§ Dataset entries

--*--

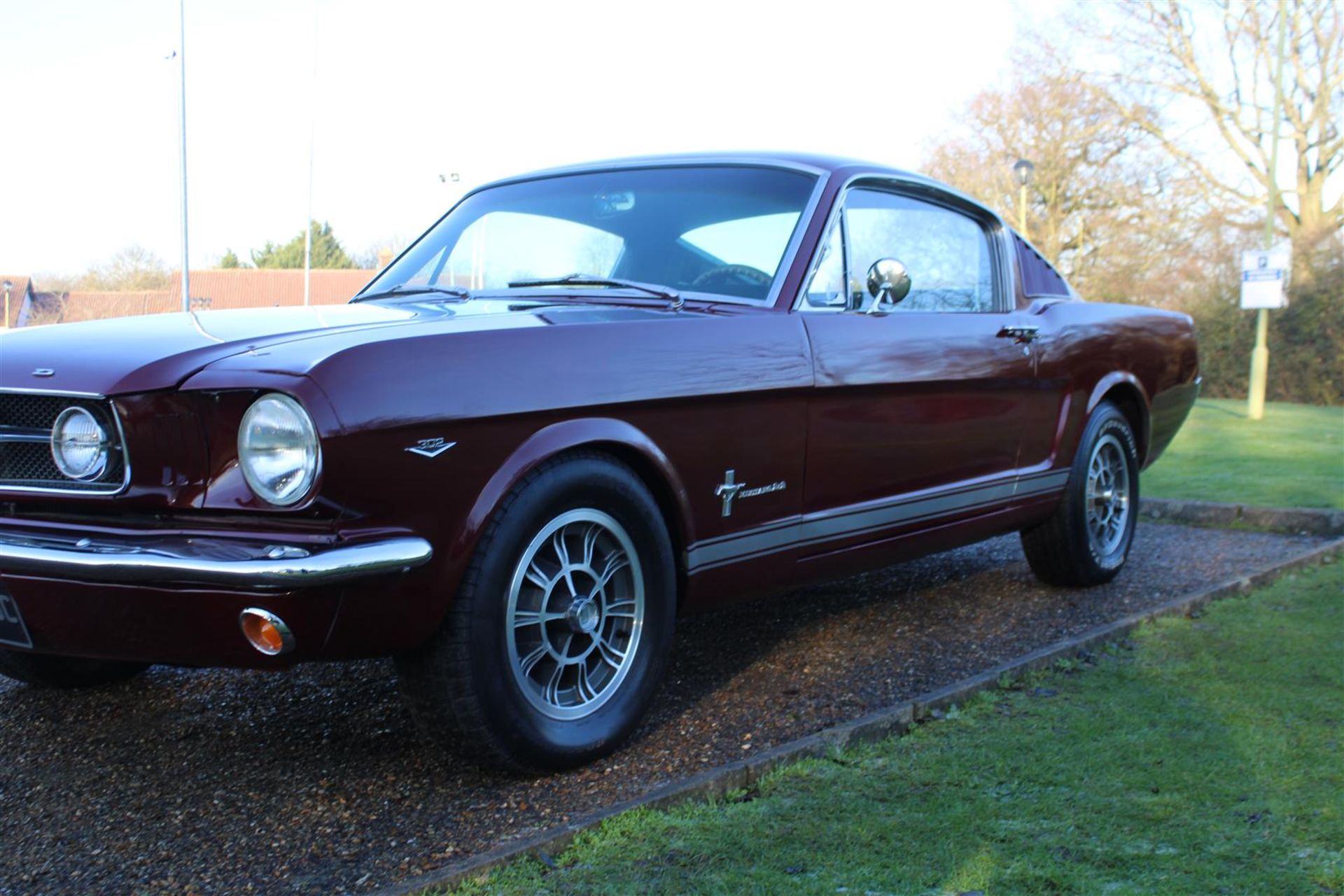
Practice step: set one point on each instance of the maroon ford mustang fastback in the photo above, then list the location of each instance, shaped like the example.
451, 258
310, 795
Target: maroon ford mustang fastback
585, 400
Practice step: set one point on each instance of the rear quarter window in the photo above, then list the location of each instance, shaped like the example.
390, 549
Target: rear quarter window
1038, 279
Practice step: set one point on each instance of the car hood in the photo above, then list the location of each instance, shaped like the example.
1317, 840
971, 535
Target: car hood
160, 351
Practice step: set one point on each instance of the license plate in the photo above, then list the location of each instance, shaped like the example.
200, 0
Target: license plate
13, 630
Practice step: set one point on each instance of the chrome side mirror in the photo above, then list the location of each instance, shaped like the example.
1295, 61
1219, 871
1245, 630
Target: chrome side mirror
889, 282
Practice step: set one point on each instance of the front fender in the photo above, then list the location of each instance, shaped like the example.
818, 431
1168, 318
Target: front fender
562, 437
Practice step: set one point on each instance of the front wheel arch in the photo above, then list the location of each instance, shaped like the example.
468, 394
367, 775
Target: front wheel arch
619, 440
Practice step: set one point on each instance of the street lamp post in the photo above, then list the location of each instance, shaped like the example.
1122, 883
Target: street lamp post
1022, 169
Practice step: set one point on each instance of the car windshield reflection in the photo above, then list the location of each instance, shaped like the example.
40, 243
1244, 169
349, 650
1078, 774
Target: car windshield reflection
720, 232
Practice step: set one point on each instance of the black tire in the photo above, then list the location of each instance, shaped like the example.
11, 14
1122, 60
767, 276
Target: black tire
465, 687
1065, 550
43, 671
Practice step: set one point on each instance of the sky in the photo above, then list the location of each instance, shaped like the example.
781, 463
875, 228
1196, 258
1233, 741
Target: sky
396, 94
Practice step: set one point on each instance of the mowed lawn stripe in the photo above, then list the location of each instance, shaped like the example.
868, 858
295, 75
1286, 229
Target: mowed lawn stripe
1294, 457
1205, 757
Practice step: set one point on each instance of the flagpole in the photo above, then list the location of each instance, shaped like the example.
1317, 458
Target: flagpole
312, 131
182, 121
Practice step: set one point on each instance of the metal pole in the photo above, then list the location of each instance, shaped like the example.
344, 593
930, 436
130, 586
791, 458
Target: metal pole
312, 131
1260, 355
182, 121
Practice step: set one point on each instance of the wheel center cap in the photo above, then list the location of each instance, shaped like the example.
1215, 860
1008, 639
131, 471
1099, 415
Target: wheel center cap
582, 615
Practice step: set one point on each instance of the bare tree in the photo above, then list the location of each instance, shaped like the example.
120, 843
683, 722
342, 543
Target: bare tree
1221, 58
1102, 204
131, 267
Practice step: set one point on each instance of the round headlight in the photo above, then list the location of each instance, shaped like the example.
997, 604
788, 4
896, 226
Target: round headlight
277, 449
78, 445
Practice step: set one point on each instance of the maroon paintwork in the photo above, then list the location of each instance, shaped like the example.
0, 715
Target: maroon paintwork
853, 413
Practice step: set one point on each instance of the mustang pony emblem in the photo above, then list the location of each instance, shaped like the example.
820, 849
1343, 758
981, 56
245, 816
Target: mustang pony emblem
730, 489
430, 448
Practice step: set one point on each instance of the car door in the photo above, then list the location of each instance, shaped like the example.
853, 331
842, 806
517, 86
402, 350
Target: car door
918, 407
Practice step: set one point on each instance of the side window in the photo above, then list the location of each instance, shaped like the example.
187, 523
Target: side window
827, 288
945, 251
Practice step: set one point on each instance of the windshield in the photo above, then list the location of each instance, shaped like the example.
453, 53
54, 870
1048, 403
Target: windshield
720, 232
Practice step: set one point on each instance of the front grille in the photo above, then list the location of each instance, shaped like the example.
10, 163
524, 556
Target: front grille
26, 463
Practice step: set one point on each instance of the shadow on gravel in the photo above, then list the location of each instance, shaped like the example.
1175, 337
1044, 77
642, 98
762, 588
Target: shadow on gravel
315, 780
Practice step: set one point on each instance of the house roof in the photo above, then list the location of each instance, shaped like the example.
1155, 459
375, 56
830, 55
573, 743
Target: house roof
18, 293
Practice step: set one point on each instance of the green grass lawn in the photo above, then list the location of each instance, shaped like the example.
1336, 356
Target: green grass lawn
1206, 757
1294, 457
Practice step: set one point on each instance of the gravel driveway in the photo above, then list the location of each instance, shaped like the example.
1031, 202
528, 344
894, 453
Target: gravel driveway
315, 782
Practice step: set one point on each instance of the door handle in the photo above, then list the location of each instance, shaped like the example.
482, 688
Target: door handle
1019, 333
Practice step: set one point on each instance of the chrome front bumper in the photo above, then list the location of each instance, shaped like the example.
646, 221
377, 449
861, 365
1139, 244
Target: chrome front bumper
229, 564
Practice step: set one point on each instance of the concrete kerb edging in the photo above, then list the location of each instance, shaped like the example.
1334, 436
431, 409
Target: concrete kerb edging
1294, 520
878, 726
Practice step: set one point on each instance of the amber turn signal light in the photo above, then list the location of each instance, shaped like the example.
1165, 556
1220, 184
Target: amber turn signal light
267, 631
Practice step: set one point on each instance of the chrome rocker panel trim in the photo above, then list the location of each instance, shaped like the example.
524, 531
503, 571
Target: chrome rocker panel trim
255, 567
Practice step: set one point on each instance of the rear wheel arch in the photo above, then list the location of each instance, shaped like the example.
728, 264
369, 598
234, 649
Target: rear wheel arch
1124, 390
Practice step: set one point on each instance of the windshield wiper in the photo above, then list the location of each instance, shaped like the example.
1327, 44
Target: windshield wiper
416, 289
673, 298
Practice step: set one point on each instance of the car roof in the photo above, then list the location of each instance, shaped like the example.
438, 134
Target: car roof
816, 163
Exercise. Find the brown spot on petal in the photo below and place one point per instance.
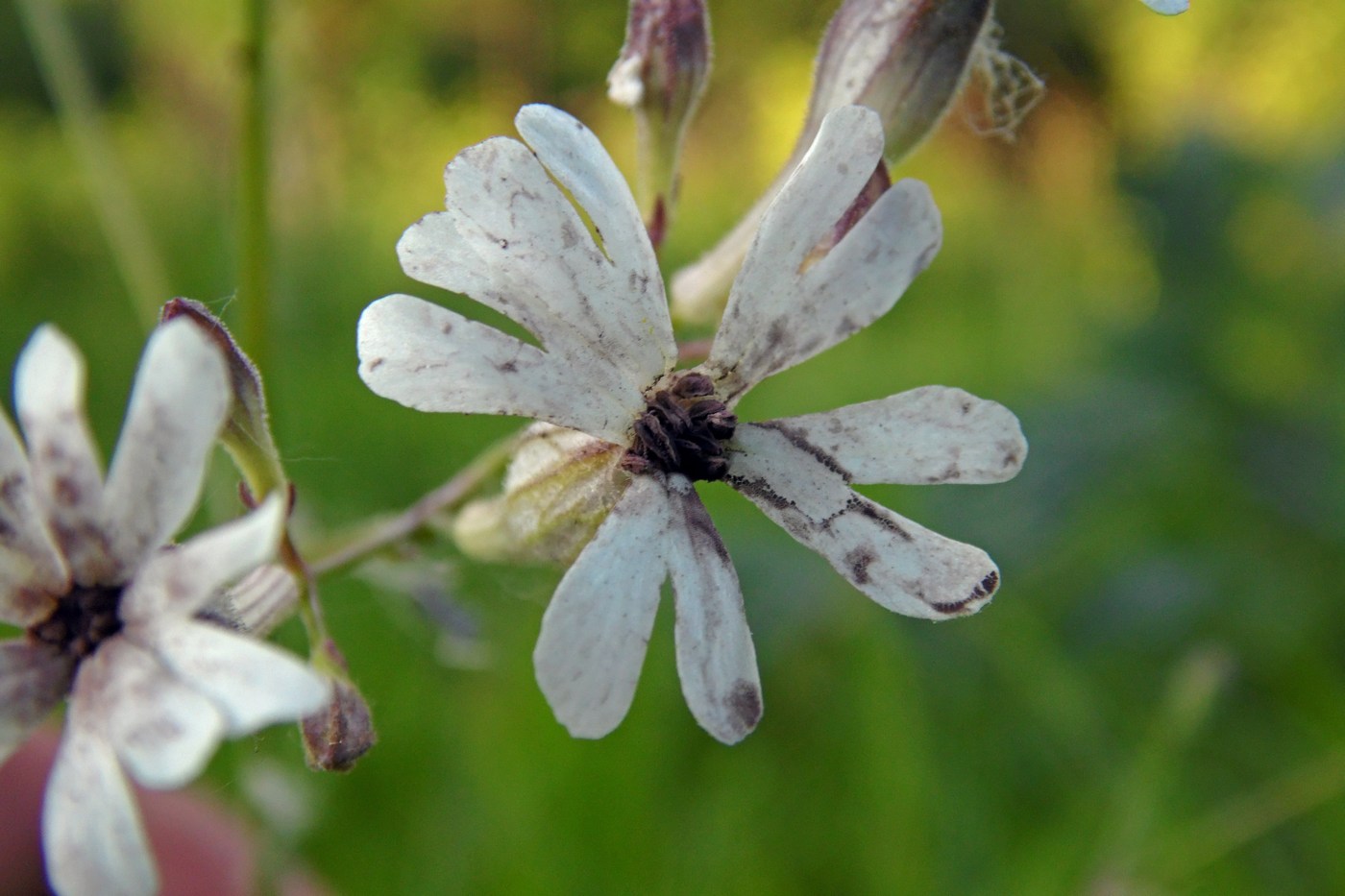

--*--

Take the entries shown above and quote them verbatim, passing over the pictures.

§ SOLUTION TO THE EXERCISE
Practice step: set one point on each instance of the maroon ford mustang fastback in the photo above, then list the location of each instance, shaped like the example.
451, 258
310, 795
Target: maroon ford mustang fastback
585, 400
Practice step: set one point on each instance of the rear quarter window in the photo above, then list the location of each instance, shaped like the example.
390, 549
Target: rear quarter window
1038, 279
Practice step: set one point on each instance of the car hood in the photo above, then list the location of each instance, shaped like the example.
1317, 840
971, 535
Target: car hood
160, 351
Practice step: set one point on each instance of the license plate in the photo above, then list the location of each instance, shaped like the example.
200, 0
Target: license plate
13, 630
Practice step: set one point on each instance of the chrome side mirror in the photo above, then list the location of each instance, shaped like the example.
1295, 61
1219, 871
1245, 630
Target: chrome side mirror
889, 282
Practice step: set one point on each instance of the front fender in the photo above, then list the location of each instance, shaped like the example.
818, 431
1168, 318
Target: front fender
562, 437
Practice step: set one point on each instance of the front wheel arch in the photo above, then list the location of each instance, shaped like the example.
468, 394
367, 775
Target: front wheel arch
619, 440
Practice step: set one point on each instance of the street lamp post in the photo above, then list the location of each instance, shaped like the example.
1122, 883
Target: street lamp post
1022, 169
Practice step: set one point on each instance of the car windshield reflection in the photo above, then list the location of each instance, shaped like the example.
40, 243
1244, 169
349, 650
1078, 774
Target: car windshield reflection
720, 232
Practice step: set one point on each instance of the black tire in the photo above, then list the location of each instance, shaped like the example.
11, 14
1122, 60
767, 276
Target: black tire
465, 687
1065, 550
43, 671
Practice step: set one point on each instance of the sky in the photo above, then list the location of each instance, shaped like the example.
781, 463
875, 228
1196, 258
1233, 741
Target: sky
396, 94
Practice step: set one point on each instance of the mowed lawn stripe in the photo above, then list the location of each instance, shaped like the example.
868, 858
295, 75
1286, 229
Target: mowed lawn stripe
1294, 457
1205, 757
Practice step: set one point on each instance of the flagpole in the photo above, then list the location of each instance, shaped like the example.
1317, 458
Target: flagpole
312, 131
182, 121
Practice step: set one point on each instance of the metal pole in the photo above, then list the location of each instance, shaped like the example.
344, 593
930, 436
130, 586
791, 458
Target: metal pole
312, 131
1260, 355
182, 121
Practice step: set one point on each instance of the wheel center cap in the photo above, then list the location of each instance, shaped like the example.
1215, 860
1008, 639
131, 471
1099, 415
Target: wheel center cap
582, 615
Practice step: set one point on each instance of the bare tree in the photo above, then list the location of each instance, shaped like the example.
120, 843
683, 722
342, 543
Target: bare tree
1221, 58
1102, 204
131, 267
Practice step: set one point on each instance of the round headlight in the photo above, then list the location of each instance, shaped like the example.
997, 604
788, 4
896, 226
Target: round headlight
277, 449
78, 445
Practice step: set one point on each instance of the maroon paintwork in the photo above, then list the location of each instance, shaped like the example.
0, 715
Target: maroon paintwork
853, 413
Practice step: set one point on each instance of the mustang pony emblem in the photo above, then list the location of each instance, shaped like the example.
820, 849
1343, 758
981, 56
245, 816
Target: mustang pony emblem
730, 489
430, 448
Practice step: set one point on each instance of the car door in the photo above, then list the location of each instance, shaped like the example.
853, 331
842, 806
517, 86
402, 350
Target: car door
918, 407
Practice step: set one point on each instance of the side window in the photo above, then list the location of each instance, shaped like the example.
187, 523
Target: side window
827, 288
945, 251
Practice step: set one point on each instance of the windshield in the photo above, then list the location of each instance, shaped like the example.
453, 53
54, 870
1048, 403
Target: windshield
720, 232
Practice step: set one point on each instance of the front grille in the photo above, then list the location of each instance, shaped like the example.
10, 163
524, 556
Target: front grille
26, 463
Practice step: set one point on each instance of the shadow on gravel in the photo above, then list the location of each instance, shaped like the example.
1175, 337
1044, 77
642, 98
762, 588
Target: shadow on gravel
315, 780
Practice step: set one point on each instance of the house roof in the photo above, then list the location of each instance, shaped like the example.
1155, 459
375, 56
830, 55
573, 743
Target: house roof
18, 293
Practice step: set one point on each instance of the green grass lawn in the photo above, then list the location of each instance, shaped like the example.
1336, 356
Target: green grass lawn
1206, 757
1294, 457
Practice step: set one point on each instance of the gravel driveway in the photo above, then list the location of each instance, shaped like the example.
1031, 202
528, 344
894, 453
Target: gravel driveway
315, 782
Practice step: set one point on each instance of the door handle in the photo above, then list the location of each instance, shaped like the example.
482, 688
Target: door handle
1019, 333
Practice step: set one point on each instance of the chrome front bumper in the photo above, then list the location of each instance, shaped like the example.
646, 221
377, 449
861, 365
1139, 244
Target: chrome front bumper
229, 564
Practice step: set one point on each instance of the concrete kerb edging in the photo above, then list the location of each instance, shaped like the example.
1334, 436
431, 409
Target: concrete kerb edging
1294, 520
878, 726
Practice step: set one point on each instance of the amber turn signal light in the photo above, then list the location of each instance, shaped like the example.
1165, 556
1220, 184
Target: amber turn signal light
267, 631
Practice step: set one point on each instance of the chrome rocker panel trim in the photo above, then list the location of each instance, shaped like the example.
524, 531
503, 571
Target: chrome rocker panel trim
255, 567
Practice step: set one point on each instance of the rear wheel arch in the photo above, then list the location of each instance, shaped like the example.
728, 264
369, 598
234, 649
Target: rear wheel arch
1124, 390
Practice step: set one point on each instance of the windshield wiper in the photo above, then list the location of each instance, shaped like the example.
1327, 44
Target: windshield wiper
416, 289
673, 298
Practice step: set one point on each instance of the car roof in the photo above, then list the location of each instance, shaped like the example.
438, 134
Target: car roof
816, 163
Exercise. Find the brown spot on petal in the photo below and place one point per instance.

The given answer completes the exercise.